What is needed: Rewrite the part of the records that opens with the line containing "the orange shoulder" and runs through the end of the records, changing "Labeling guideline" to "Annotation rule" and leaving everything else as it is.

**** Data for processing

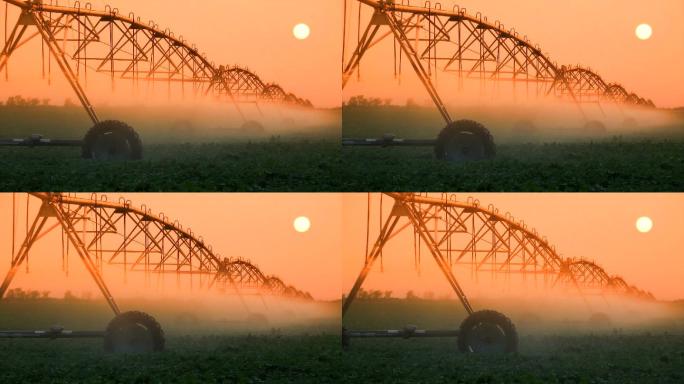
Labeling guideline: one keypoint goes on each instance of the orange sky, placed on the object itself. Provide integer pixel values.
(256, 34)
(256, 227)
(593, 226)
(597, 34)
(326, 260)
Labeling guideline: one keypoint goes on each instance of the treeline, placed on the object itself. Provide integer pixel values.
(362, 101)
(20, 294)
(21, 101)
(410, 295)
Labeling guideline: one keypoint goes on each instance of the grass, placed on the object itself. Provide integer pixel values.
(553, 160)
(181, 156)
(312, 354)
(202, 352)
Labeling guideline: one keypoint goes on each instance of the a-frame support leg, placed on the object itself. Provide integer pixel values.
(81, 249)
(20, 257)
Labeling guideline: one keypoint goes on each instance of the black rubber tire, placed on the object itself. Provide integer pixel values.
(253, 127)
(465, 140)
(112, 140)
(595, 128)
(134, 332)
(502, 324)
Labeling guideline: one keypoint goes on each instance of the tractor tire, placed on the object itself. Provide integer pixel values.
(134, 332)
(465, 140)
(487, 332)
(112, 140)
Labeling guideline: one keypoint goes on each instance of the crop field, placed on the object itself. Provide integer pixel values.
(182, 152)
(311, 353)
(552, 160)
(181, 156)
(566, 353)
(195, 353)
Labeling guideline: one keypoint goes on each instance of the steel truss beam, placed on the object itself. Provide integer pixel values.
(136, 240)
(84, 41)
(435, 40)
(488, 244)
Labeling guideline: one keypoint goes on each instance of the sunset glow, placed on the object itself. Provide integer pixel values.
(644, 32)
(301, 31)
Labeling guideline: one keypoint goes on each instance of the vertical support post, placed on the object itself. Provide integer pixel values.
(63, 63)
(385, 234)
(81, 249)
(20, 257)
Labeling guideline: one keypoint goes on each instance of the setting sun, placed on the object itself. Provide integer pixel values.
(301, 31)
(644, 32)
(302, 224)
(644, 224)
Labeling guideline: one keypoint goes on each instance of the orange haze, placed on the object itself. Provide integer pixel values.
(248, 33)
(258, 227)
(598, 227)
(595, 34)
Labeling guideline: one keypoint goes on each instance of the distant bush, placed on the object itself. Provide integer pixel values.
(362, 101)
(20, 101)
(20, 294)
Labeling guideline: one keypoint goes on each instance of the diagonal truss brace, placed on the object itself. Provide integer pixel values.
(46, 212)
(414, 215)
(383, 17)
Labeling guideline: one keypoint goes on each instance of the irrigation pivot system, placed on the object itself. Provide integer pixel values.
(455, 43)
(135, 240)
(463, 234)
(83, 41)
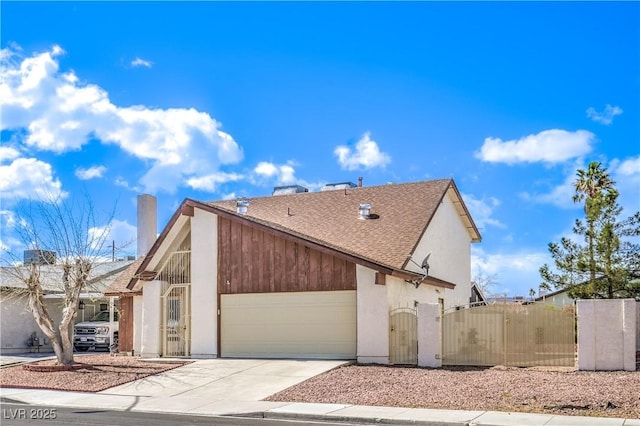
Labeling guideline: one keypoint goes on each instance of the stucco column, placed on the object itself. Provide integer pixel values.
(372, 318)
(204, 276)
(137, 324)
(150, 342)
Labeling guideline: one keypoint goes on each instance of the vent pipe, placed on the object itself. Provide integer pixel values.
(242, 206)
(364, 211)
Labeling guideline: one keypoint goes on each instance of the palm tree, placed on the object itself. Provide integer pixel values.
(595, 187)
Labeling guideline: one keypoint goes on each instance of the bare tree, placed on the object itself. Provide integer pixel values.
(68, 228)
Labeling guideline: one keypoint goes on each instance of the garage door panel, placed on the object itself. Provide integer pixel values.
(289, 325)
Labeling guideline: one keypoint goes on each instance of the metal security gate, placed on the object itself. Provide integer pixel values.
(510, 335)
(175, 326)
(403, 336)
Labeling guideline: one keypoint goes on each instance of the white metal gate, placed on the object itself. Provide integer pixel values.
(403, 336)
(175, 326)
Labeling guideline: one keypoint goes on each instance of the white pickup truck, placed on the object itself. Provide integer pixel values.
(95, 333)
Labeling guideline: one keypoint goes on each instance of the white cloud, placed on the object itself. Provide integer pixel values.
(123, 234)
(605, 117)
(481, 210)
(366, 155)
(515, 273)
(284, 174)
(139, 62)
(549, 146)
(91, 172)
(230, 196)
(28, 178)
(60, 113)
(209, 182)
(8, 153)
(560, 195)
(120, 181)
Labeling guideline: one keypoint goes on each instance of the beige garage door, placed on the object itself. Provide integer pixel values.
(289, 325)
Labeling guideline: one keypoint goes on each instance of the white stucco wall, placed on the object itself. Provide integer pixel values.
(401, 294)
(372, 318)
(204, 275)
(449, 243)
(607, 334)
(150, 341)
(137, 324)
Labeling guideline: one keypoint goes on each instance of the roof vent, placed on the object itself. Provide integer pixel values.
(289, 189)
(338, 185)
(364, 211)
(242, 206)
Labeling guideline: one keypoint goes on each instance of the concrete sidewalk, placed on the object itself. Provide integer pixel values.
(229, 387)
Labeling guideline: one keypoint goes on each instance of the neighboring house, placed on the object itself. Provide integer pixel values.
(558, 298)
(118, 288)
(17, 325)
(302, 275)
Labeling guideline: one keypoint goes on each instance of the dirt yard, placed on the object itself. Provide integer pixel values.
(91, 373)
(534, 390)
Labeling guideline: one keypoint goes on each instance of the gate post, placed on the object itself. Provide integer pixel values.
(429, 335)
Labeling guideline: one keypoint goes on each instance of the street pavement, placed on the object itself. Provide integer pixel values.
(225, 387)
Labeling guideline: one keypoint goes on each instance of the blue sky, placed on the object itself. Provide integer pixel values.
(213, 100)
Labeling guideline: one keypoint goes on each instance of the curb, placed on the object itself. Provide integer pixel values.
(357, 420)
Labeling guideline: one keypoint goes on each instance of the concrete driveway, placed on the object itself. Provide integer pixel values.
(220, 380)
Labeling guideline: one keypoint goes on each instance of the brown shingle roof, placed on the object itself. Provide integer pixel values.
(331, 217)
(119, 285)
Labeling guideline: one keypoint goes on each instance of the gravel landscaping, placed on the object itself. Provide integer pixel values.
(535, 390)
(90, 373)
(562, 391)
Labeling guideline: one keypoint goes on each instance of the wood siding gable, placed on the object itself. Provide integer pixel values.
(252, 260)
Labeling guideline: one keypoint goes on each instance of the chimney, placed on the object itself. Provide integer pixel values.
(147, 222)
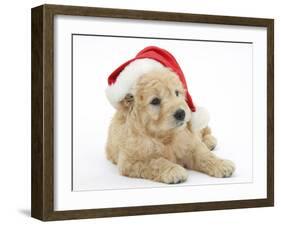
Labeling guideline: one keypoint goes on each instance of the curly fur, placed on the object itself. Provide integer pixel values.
(145, 141)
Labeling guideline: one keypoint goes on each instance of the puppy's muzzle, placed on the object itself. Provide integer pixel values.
(179, 115)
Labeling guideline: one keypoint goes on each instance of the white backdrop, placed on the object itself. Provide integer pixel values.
(15, 112)
(219, 76)
(98, 179)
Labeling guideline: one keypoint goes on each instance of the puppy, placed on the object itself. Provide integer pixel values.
(151, 135)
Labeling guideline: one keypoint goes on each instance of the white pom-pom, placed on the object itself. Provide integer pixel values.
(199, 119)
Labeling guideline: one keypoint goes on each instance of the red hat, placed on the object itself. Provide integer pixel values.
(154, 53)
(123, 79)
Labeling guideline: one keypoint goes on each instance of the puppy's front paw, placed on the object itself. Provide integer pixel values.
(223, 168)
(210, 141)
(174, 175)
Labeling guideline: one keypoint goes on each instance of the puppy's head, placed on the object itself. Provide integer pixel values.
(158, 102)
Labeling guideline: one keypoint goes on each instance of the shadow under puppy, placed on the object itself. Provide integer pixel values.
(156, 132)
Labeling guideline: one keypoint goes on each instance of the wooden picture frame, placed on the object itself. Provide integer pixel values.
(42, 203)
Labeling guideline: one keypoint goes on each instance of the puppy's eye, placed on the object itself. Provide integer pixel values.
(155, 101)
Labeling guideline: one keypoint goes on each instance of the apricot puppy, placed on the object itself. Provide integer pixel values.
(151, 135)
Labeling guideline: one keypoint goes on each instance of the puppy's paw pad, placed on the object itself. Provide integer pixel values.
(224, 169)
(175, 175)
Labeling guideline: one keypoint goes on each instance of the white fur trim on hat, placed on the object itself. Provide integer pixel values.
(199, 119)
(128, 77)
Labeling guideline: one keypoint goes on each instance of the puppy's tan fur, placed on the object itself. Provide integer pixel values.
(145, 141)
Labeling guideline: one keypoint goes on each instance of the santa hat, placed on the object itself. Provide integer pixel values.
(122, 80)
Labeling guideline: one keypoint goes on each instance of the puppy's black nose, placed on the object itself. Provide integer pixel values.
(179, 115)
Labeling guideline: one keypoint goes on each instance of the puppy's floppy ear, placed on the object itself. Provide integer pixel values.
(128, 101)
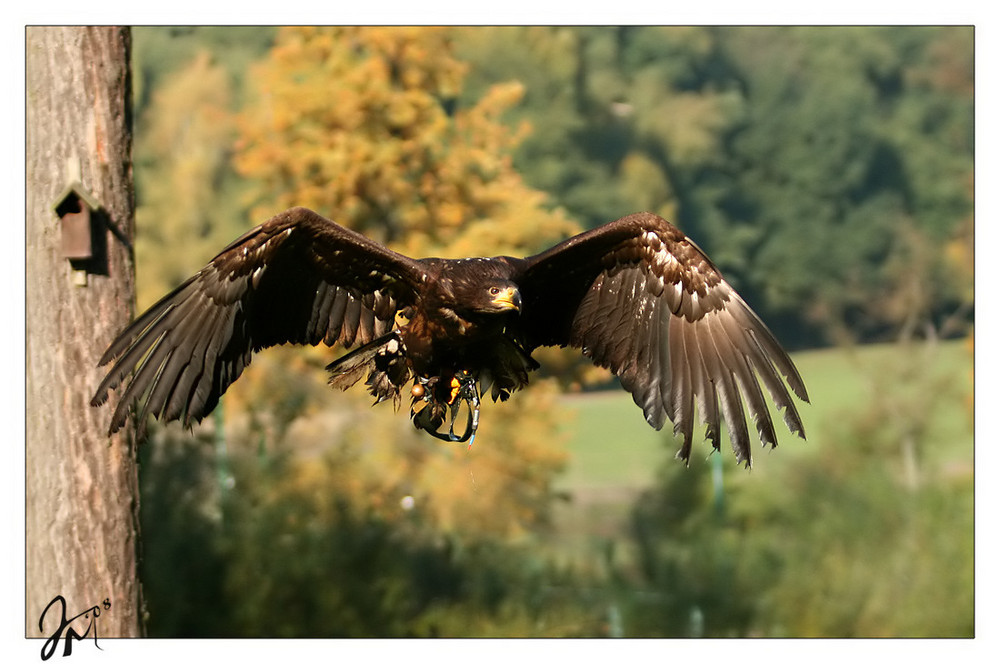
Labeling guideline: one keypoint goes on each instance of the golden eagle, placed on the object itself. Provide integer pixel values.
(635, 296)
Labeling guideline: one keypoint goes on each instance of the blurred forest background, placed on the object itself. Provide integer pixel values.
(827, 171)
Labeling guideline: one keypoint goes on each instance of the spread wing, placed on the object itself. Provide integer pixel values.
(298, 278)
(642, 300)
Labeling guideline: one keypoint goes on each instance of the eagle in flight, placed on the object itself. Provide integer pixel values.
(635, 296)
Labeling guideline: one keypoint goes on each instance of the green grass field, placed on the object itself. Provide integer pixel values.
(613, 451)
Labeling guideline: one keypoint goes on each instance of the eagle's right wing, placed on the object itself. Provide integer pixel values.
(298, 278)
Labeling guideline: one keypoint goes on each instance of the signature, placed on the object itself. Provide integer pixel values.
(90, 615)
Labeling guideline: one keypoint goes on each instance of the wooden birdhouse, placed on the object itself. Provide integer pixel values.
(76, 209)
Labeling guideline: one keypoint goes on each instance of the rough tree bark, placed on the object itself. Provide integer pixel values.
(82, 494)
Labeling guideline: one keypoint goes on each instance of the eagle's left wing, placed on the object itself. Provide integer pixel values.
(639, 298)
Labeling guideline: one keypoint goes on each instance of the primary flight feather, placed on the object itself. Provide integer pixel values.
(635, 296)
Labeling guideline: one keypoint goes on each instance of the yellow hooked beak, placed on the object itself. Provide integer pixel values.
(507, 298)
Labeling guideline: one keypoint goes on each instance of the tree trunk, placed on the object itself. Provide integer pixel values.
(81, 486)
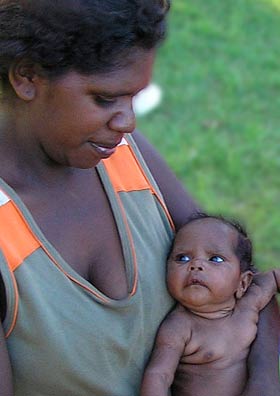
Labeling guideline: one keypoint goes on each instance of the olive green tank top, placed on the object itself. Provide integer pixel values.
(64, 337)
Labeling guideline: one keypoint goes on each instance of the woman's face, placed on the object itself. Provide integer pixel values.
(78, 120)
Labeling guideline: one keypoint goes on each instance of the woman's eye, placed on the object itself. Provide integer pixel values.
(183, 258)
(104, 101)
(216, 259)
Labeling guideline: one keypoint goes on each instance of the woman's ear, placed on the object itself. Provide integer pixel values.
(21, 77)
(245, 281)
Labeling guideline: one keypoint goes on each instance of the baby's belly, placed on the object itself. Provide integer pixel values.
(210, 379)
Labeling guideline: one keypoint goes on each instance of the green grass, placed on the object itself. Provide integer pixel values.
(218, 126)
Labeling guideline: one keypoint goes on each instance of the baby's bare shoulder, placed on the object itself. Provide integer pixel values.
(176, 325)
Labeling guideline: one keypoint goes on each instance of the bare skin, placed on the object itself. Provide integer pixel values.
(61, 188)
(202, 346)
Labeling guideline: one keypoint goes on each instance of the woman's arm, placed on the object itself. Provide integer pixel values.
(263, 358)
(263, 361)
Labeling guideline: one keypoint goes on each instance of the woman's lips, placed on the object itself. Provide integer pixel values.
(103, 151)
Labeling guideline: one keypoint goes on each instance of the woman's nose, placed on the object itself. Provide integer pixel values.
(123, 121)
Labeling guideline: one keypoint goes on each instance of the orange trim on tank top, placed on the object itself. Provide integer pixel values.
(26, 242)
(11, 220)
(133, 179)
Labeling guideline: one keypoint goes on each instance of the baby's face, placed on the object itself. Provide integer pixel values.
(203, 269)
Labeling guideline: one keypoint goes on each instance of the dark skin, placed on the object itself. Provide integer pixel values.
(202, 346)
(61, 187)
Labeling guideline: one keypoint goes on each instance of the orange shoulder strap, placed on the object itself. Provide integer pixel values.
(16, 239)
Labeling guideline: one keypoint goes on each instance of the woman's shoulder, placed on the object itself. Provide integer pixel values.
(180, 204)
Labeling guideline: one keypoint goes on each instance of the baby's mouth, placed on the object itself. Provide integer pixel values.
(196, 282)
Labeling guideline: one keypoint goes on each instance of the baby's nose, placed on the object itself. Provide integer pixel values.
(196, 265)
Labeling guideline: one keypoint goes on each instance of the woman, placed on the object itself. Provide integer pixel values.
(85, 228)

********

Response for this exercise:
Annotation rule: one keypoint goes on each instance of the orange shoulder strap, placed on the object itself. Provide integer pixel values.
(16, 239)
Annotation rule: one keypoint goes on each instance of the woman's shoulder, placed on the object itself. Provide integer pixel values.
(180, 204)
Annotation rule: one keypoint goes on each instance of the baby's mouth, placed on the object itself. Provide integer pixel values.
(196, 282)
Annotation rule: one keypoint goes on each instance of the baby's nose, placed on the object itself. Provide integer pixel values.
(196, 265)
Annotation rule: one keypoint goes on each instance of the woman, placed on the object itself. Provide integer pixel values.
(85, 228)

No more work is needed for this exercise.